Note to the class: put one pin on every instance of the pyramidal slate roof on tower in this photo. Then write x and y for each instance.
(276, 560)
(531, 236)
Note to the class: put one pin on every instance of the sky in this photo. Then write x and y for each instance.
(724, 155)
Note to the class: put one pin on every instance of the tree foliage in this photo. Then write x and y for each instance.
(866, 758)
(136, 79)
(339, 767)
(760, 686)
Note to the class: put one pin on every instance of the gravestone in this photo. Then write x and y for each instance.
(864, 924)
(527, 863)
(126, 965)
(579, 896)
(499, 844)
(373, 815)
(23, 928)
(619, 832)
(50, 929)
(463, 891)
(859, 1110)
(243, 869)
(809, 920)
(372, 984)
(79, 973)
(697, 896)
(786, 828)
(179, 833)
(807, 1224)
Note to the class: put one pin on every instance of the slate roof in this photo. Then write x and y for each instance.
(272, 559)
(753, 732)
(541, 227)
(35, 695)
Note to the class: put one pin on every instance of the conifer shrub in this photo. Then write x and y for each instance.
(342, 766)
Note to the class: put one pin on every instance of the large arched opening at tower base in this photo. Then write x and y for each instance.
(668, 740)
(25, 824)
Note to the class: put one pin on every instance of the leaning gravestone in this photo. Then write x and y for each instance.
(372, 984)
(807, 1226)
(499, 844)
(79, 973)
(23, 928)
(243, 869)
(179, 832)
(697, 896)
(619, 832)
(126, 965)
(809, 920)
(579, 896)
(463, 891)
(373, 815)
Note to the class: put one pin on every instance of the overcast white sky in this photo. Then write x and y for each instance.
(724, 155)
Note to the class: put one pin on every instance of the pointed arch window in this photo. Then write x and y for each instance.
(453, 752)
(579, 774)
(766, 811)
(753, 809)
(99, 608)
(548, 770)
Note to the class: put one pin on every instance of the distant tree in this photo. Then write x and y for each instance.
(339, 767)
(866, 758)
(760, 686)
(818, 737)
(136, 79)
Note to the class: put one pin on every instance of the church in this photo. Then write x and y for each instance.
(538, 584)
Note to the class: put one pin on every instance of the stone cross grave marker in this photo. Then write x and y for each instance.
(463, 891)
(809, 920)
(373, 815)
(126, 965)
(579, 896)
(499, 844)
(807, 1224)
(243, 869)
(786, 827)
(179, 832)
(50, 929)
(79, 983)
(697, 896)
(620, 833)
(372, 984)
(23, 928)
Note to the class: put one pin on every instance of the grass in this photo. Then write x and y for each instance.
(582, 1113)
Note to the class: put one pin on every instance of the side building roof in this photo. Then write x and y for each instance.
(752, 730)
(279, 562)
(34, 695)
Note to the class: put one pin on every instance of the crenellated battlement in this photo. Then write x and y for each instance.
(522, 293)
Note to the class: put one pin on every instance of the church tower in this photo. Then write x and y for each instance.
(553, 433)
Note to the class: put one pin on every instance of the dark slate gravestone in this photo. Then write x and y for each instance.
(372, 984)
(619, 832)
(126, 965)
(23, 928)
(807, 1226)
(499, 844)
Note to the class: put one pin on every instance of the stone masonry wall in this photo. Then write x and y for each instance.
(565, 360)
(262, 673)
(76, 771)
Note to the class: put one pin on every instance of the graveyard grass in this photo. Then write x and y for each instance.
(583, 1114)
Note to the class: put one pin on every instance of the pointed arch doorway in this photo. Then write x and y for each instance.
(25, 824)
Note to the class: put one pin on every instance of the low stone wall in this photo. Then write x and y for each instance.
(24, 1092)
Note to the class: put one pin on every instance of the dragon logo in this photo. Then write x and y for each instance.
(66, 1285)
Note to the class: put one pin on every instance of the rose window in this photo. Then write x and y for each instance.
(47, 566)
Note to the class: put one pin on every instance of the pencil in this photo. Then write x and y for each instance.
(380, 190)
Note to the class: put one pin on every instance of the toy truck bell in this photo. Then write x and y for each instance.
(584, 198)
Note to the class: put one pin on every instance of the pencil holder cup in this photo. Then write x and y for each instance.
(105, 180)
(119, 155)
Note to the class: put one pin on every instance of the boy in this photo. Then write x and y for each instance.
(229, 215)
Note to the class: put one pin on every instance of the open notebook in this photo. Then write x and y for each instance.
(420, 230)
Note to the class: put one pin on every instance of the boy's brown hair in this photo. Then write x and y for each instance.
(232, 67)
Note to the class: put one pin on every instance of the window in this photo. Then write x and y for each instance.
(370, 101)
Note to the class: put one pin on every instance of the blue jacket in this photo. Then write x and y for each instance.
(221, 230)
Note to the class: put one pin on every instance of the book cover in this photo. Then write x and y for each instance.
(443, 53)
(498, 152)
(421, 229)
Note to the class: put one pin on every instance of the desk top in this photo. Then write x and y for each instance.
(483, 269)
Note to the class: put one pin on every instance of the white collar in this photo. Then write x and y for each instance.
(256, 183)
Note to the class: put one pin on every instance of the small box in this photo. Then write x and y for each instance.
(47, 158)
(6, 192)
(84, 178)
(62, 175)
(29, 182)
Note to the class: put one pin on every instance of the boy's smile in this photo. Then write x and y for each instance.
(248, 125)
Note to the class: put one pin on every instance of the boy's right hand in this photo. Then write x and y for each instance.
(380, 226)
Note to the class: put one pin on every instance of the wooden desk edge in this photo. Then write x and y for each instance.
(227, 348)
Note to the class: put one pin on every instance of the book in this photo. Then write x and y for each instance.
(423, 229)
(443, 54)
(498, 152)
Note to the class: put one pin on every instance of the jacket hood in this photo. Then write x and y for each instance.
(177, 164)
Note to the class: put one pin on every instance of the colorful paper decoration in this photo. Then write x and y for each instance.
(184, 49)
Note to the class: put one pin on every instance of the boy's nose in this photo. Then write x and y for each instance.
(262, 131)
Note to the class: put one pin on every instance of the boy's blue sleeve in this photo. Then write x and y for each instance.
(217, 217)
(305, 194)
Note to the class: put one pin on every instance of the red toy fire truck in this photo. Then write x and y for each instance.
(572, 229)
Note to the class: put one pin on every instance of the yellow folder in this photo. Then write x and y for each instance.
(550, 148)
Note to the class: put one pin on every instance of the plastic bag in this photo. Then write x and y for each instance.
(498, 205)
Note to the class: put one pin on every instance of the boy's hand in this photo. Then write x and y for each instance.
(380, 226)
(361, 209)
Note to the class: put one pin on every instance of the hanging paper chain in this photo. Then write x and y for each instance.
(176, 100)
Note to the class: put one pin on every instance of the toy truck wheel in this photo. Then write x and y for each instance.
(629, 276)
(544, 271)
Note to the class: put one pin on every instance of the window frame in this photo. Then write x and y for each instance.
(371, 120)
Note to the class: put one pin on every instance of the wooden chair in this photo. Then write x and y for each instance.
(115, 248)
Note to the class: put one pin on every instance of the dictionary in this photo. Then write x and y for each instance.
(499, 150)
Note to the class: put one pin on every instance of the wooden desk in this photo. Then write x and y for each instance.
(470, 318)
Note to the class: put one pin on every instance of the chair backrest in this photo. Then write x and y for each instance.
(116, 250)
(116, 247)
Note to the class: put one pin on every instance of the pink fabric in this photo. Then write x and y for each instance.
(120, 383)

++++++++++

(Problem requirements): Output the records in full. Match them exactly.

(Exercise answer):
Note to the class: put one pin on every instance of the pyramidal slate roof on tower in this photo. Then write x and y for each instance.
(276, 560)
(531, 236)
Note to the class: put one pin on every instance of the sky in this photo. Then write x and y for each instance.
(724, 155)
Note to the class: put one pin on every instance of the tree foliage in this photo. Then write x and y for each instance.
(866, 758)
(136, 79)
(339, 767)
(760, 686)
Note to the class: put one pin on every instance of the gravestone in this photo. Then write x and y for each instance.
(864, 924)
(527, 863)
(126, 965)
(579, 896)
(499, 844)
(373, 815)
(23, 928)
(619, 832)
(50, 929)
(463, 891)
(859, 1110)
(243, 869)
(809, 920)
(372, 984)
(79, 973)
(697, 896)
(786, 828)
(179, 833)
(807, 1224)
Note to the class: put one pin on every instance of the slate roof in this photo. Then write x and y for each instance.
(272, 559)
(753, 732)
(541, 227)
(35, 695)
Note to the class: put one pin on every instance of the conifer shrub in this photo. Then write x and y for each instance.
(342, 766)
Note to the class: put one pin on every instance of the large arched opening at tower base in this photo. Then write x and y for each instance.
(668, 740)
(25, 824)
Note to the class: put one pin on every instance of the leaning gravestone in this photo. Then write x and y for each instance.
(372, 984)
(807, 1226)
(499, 844)
(79, 973)
(23, 928)
(243, 869)
(179, 832)
(697, 896)
(619, 832)
(126, 965)
(809, 920)
(579, 896)
(463, 891)
(373, 815)
Note to the class: put one pin on every instance of the overcast white sky in this photo. Then write x and y for each instance.
(724, 155)
Note to the class: put one pin on every instance of the pointed arch window in this photo. Then write x and y for each instance.
(453, 752)
(579, 774)
(766, 811)
(753, 809)
(99, 608)
(548, 770)
Note to the class: put one pin on every instance of the distant tree in this photo. Then write x and y for each instance.
(339, 767)
(866, 758)
(760, 686)
(818, 737)
(136, 79)
Note to the class: put one pin on every instance of the church in this photo. Then write x and y for each instance.
(538, 584)
Note to the class: put one pin on every instance of the stone cross grave marker in this photo. Then write x and y for each instance.
(463, 891)
(809, 920)
(373, 815)
(126, 965)
(579, 896)
(499, 844)
(807, 1224)
(243, 869)
(786, 827)
(179, 832)
(50, 929)
(79, 983)
(697, 896)
(620, 833)
(372, 984)
(23, 928)
Note to the class: put one pin on every instance of the grass in this photo. Then write x and y for each instance.
(582, 1113)
Note to the class: put one pin on every instance of the side building roof in this photo. Then write x and y for each instance.
(752, 730)
(279, 562)
(34, 695)
Note to the class: put one pin on every instance of the crenellated battlement in this photo. Then write x and y for each instance.
(522, 293)
Note to the class: put one pin on every instance of the church tower in this photo. Then write x and y for each instance.
(553, 433)
Note to the class: put one pin on every instance of the dark slate gravestone in this photo. Then write x and y for each instance.
(372, 984)
(619, 832)
(126, 965)
(23, 928)
(807, 1226)
(499, 844)
Note to the class: put one pin on every instance of the stone masonry wall in this photo. Then write x and y for each instance.
(565, 360)
(262, 673)
(76, 771)
Note to the class: put one pin on every instance of the graveyard grass in this photo. Then write x and y for each instance.
(583, 1114)
Note to the class: put one pin on every instance of the pointed arch doorway in this photo. Then write x and y for each instance.
(25, 824)
Note to the class: put one pin on every instance of the low stone wall in this photo. Then write x and y for each instance.
(24, 1092)
Note to the class: put one pin on every instance of the dragon logo in this photo. Then write x and y for each instance.
(66, 1285)
Note to the class: put one pin on every instance of the rose window in this photo. Then write x and y for each instance.
(47, 566)
Note to the class: put one pin on every instance of the pencil in this photo. Then write x and y for each instance.
(380, 190)
Note to the class: put one pin on every instance of the toy truck bell in this photo. Then write x and y for each instance.
(584, 198)
Note to the class: put one pin on every instance of the pencil holder cup in this photo. Then write x and y for each instance.
(105, 180)
(119, 155)
Note to the class: put one pin on every instance of the boy in this photo. Then write x and y for each instance.
(229, 215)
Note to the class: put one pin on every instance of the open notebook in this photo. Then write x and y for each instance.
(420, 230)
Note to the class: put one pin on every instance of the boy's brown hair in this photo. Then write x and y for each instance.
(232, 67)
Note to the class: put one pin on every instance of the window in this photo. Then write x and y for each instance.
(370, 101)
Note to the class: put one pin on every instance of the blue jacket in this photo. Then write x and y for each instance.
(221, 230)
Note to the class: put one pin on every instance of the book cover in this photo. Then write x and y for each instance.
(443, 53)
(498, 152)
(421, 229)
Note to the class: put one pin on every instance of the desk top in this photo. Then write x and y for each instance.
(483, 269)
Note to the class: put one pin on every instance of the white collar in this photo. Then write x and y for each instance.
(256, 183)
Note to the class: put one pin on every instance of the small box in this photo. Then write x and y for each instance.
(47, 158)
(6, 192)
(84, 178)
(62, 175)
(29, 182)
Note to the class: put one pin on every instance of the boy's smile in this photo. Then write x and y for each instance.
(248, 125)
Note to the class: put one pin on every instance of the boy's right hand in this photo. Then write x and y for each instance.
(380, 226)
Note to the class: put one pin on every instance of the wooden desk edge in this photo. Then write x and y for each instance.
(227, 348)
Note to the class: put one pin on every instance of the book in this photo. Then write x and y for each instance.
(423, 229)
(443, 54)
(498, 152)
Note to the class: put one pin on every instance of the jacket hood in this photo. Then write x and y for each instance.
(177, 164)
Note to the class: put one pin on every instance of the colorful paper decoration in this photo. Then write x and y for each instance.
(184, 49)
Note to the class: put one pin on every instance of the boy's nose in this photo. Then write x and y for each instance.
(262, 131)
Note to the class: put one pin on every instance of the boy's blue sleeve in this photo. Then write x and y for each instance.
(217, 217)
(305, 194)
Note to the class: put one pin on every instance of the red toy fire truck in this photo. Then write x and y for each instance.
(572, 229)
Note to the class: put one pin on every instance of the yellow folder in this photo. Then write x and y for each instance.
(550, 148)
Note to the class: put one pin on every instance of the plastic bag in this photo. Then write x and y for each instance.
(498, 205)
Note to the class: put one pin on every instance of the boy's hand in this photo. Then write x and y for each instance.
(380, 226)
(361, 209)
Note to the class: put one pin on every instance of the hanging paper chain in this photo. Then write x and y for each instance.
(176, 100)
Note to the class: put one pin on every instance of the toy truck wheel in this photo. Then write x and y for each instance.
(629, 276)
(544, 271)
Note to the class: put one pin on every instance of the window frame in this photo. Then write x and y for each instance.
(371, 120)
Note to the class: put one pin on every instance of the wooden chair in this photo. Then write x and y for each instance.
(115, 248)
Note to the class: put one pin on every instance of the dictionary in this photo. Then write x and y for each instance.
(499, 150)
Note to the class: put one pin on every instance of the wooden desk in this photo. Then write x and y for each instance.
(470, 318)
Note to the class: put one pin on every instance of the chair backrest in this photo. Then write x and y for each instance.
(116, 250)
(116, 247)
Note to the class: put one pin on every instance of the pink fabric in this photo. Then write x and y for each instance.
(120, 383)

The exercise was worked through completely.